= Beginning of Section =

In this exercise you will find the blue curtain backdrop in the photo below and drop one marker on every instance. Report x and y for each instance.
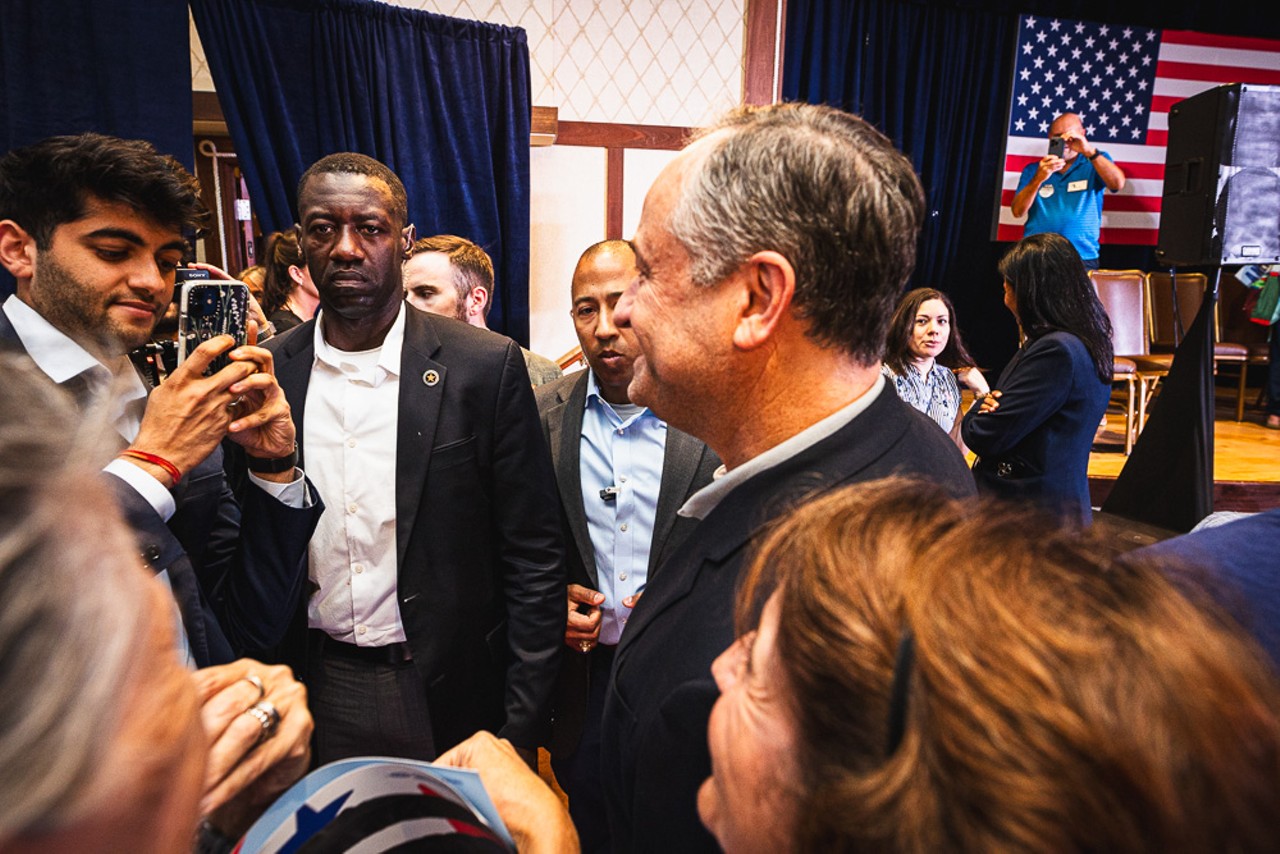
(935, 77)
(444, 103)
(73, 65)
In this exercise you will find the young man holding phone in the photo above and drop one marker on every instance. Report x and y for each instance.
(1063, 191)
(94, 229)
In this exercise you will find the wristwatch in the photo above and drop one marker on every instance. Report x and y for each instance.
(260, 466)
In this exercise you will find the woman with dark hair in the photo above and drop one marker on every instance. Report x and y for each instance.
(1033, 433)
(895, 688)
(926, 356)
(288, 295)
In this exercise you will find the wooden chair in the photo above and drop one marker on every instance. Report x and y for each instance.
(1248, 339)
(1124, 296)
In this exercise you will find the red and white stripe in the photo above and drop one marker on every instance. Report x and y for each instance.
(1188, 64)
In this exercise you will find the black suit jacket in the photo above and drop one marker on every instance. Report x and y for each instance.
(234, 567)
(688, 465)
(1036, 446)
(480, 572)
(662, 693)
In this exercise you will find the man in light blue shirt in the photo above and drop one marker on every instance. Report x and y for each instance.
(1063, 193)
(622, 474)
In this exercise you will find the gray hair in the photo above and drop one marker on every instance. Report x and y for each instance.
(72, 594)
(823, 188)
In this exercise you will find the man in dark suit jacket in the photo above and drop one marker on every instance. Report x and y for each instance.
(771, 255)
(92, 228)
(95, 272)
(438, 587)
(636, 471)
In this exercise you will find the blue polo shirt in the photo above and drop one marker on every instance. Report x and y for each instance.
(1069, 202)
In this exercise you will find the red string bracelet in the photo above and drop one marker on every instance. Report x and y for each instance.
(172, 470)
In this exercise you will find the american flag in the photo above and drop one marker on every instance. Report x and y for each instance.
(1121, 81)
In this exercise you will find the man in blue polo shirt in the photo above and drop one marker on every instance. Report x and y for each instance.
(1064, 195)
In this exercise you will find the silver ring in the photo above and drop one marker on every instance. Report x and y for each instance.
(256, 683)
(268, 717)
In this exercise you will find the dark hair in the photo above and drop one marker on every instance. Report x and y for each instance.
(1055, 295)
(470, 264)
(282, 252)
(46, 185)
(897, 348)
(359, 164)
(1059, 699)
(827, 191)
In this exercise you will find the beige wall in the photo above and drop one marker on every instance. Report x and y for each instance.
(630, 62)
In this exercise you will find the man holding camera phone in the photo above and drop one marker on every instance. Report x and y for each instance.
(1063, 191)
(94, 228)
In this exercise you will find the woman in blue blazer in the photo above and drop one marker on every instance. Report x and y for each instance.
(1033, 433)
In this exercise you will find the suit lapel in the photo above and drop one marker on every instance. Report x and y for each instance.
(293, 362)
(679, 466)
(565, 435)
(421, 392)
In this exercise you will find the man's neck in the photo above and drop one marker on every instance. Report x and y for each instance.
(302, 304)
(356, 336)
(786, 398)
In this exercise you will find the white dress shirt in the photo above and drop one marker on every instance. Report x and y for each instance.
(350, 438)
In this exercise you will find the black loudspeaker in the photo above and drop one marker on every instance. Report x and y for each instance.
(1221, 199)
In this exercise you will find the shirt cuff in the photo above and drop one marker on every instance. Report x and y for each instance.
(291, 494)
(151, 489)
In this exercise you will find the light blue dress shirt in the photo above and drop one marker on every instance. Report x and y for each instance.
(621, 450)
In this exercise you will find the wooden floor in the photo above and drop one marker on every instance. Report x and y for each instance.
(1246, 456)
(1243, 451)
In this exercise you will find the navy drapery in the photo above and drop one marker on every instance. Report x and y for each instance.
(933, 78)
(444, 103)
(74, 65)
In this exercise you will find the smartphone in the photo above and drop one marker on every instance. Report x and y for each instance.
(210, 309)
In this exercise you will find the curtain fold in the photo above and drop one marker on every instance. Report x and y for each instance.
(935, 80)
(120, 68)
(443, 101)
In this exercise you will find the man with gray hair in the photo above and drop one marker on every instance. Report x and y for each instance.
(451, 275)
(771, 254)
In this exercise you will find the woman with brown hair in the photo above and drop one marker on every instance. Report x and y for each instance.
(288, 295)
(924, 357)
(920, 674)
(926, 675)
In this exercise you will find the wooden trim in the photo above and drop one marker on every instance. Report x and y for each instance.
(602, 135)
(762, 77)
(613, 193)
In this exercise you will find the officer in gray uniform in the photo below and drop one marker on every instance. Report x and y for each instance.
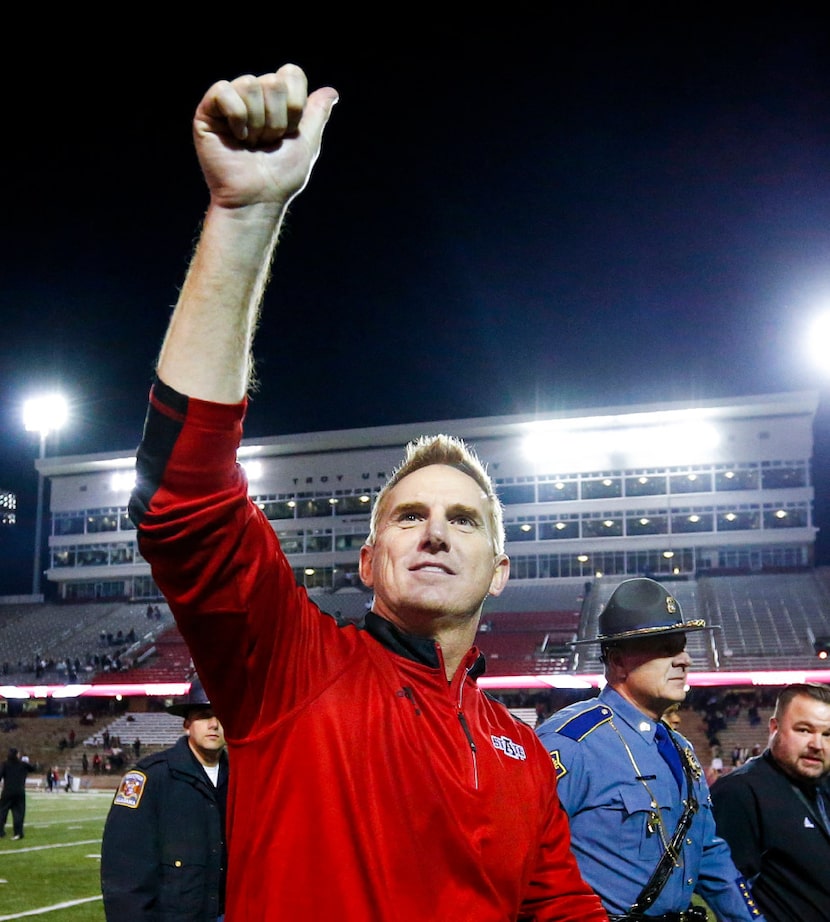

= End of Section =

What to do:
The data above should be returned in full, exactly as written, apart from its images.

Your solution:
In this exercise you will find the blue curtain backdrop in the photo below and drop one marker on every instance. Report x and y for each instance.
(935, 77)
(444, 103)
(73, 65)
In this exercise you will find the young man holding phone in the photo above and drop one marker on every instance. Report x and y for each instance.
(1063, 191)
(94, 229)
In this exercise you will find the wristwatch in the photo above and drop one marker on every instance. Report x and y for each instance.
(260, 466)
In this exercise you will find the woman with dark hair in the photo above and drop one marker on every instance. Report x and y for each instance.
(1033, 433)
(895, 688)
(926, 356)
(288, 295)
In this exercise you will find the wooden chair in the photo above and drop one marker on every instance. Report x and y for each instance.
(1248, 339)
(1124, 296)
In this exercise you will find the red and white stripe in the photo above and drop one marker on every instance. Report x and y for each instance.
(1188, 64)
In this exercise you will find the black suit jacket in the photo above and drop one marker on every instance. Report x and y for each instance.
(234, 567)
(688, 465)
(1036, 446)
(480, 572)
(662, 693)
In this exercise you will find the man in light blue shirt in the photo above and drop one marker on every instance. Report x and y for each instance.
(1063, 193)
(622, 474)
In this exercise you will find the gray hair in the photo above and drop one marker on every instance. Report x and y for each instance.
(72, 594)
(823, 188)
In this exercise you will find the man in dark suit jacket in the photo above and drop one marker on every instance. Report x and y for each instance.
(771, 255)
(92, 228)
(95, 272)
(438, 587)
(636, 471)
In this exercise you will find the blue polo shirt in the photo above and drop one marker on every instance. Report x and y for each instance.
(1069, 202)
In this exercise you will find the red string bracelet in the photo above and drop one marker on every instance. Report x and y for each instance.
(172, 470)
In this exercise you will find the american flag in the photo above and drop one marker on every instance. Report x and y for each instance.
(1121, 81)
In this exercise you will find the man in blue polo shirt in the photo above and drop one marker on every instance. Report x and y for each instance.
(1064, 195)
In this exercise you will find the silver ring in the photo above and drop one marker on every instance. Report x and y for each instance.
(256, 683)
(268, 717)
In this exercise you will find the dark hair in the photo above and drop one marker on every instance. Report x and y for each instance.
(1055, 295)
(470, 264)
(282, 252)
(46, 185)
(897, 348)
(359, 164)
(1059, 699)
(827, 191)
In this exercise you will find the beige wall in the photo above and drop one marker on every instance. Report x and y for each instance.
(630, 62)
In this exercise you will find the man holding camera phone in the photo above and drop one marker on every instance. Report x and y for each instance.
(1063, 191)
(94, 228)
In this exercise you will find the woman in blue blazer in the photo above and drop one marker on every instance. Report x and y for each instance.
(1033, 433)
In this exercise you will find the suit lapel in the photo above and drop one marker on every instance. Report x and y for each instance.
(293, 362)
(679, 466)
(565, 435)
(421, 392)
In this exercise you will find the man's neck in the photo above and drop one marker on every instance. Report x and y for each instance.
(302, 304)
(356, 336)
(786, 398)
In this exercise you will find the white dress shirt in the photo above and drop one marker on every instance. Report x and y for each instance.
(350, 438)
In this exercise you will find the black loudspeaker in the photo above and drop one marker on every instance. Report x and y for each instance.
(1221, 199)
In this exercise you will find the shirt cuff in the photo above and drop one marker on every instance. Report x and y for each instance.
(291, 494)
(151, 489)
In this exercise you will find the light blue dress shirt in the photo above and drop one marker on every instance. Report x and y for each instance.
(621, 450)
In this exercise you will find the wooden floor in the photo above and drop one marker on every instance. Report x and y for each instance.
(1246, 456)
(1243, 451)
In this exercise you will find the navy drapery in the photo above and drop one marker on every instance. Report x and y for each instance.
(933, 78)
(444, 103)
(74, 65)
In this exercise you will find the smartphone in the photo above and drop one marker on every instance. Report x and y for each instance.
(210, 309)
In this exercise you will find the curtain fold in the photo above and drop one marker on every instance. Report x and y for each instance.
(935, 80)
(120, 68)
(443, 101)
In this exercise you will find the man with gray hair in the photo above and drop one marker on every instance. Report x and y for each instance.
(451, 275)
(771, 254)
In this exercise you will find the woman with brown hair in the photo above and drop one marker on every instance. Report x and y for each instance.
(288, 295)
(924, 357)
(920, 674)
(926, 675)
In this exercise you will find the wooden trim in the photo above and drop one marker on every instance. Report x and y for each instance.
(602, 135)
(762, 77)
(613, 193)
In this exercise you will find the officer in gray uniform in the photo below and drop one marker on every instance. Report x and y for each instance.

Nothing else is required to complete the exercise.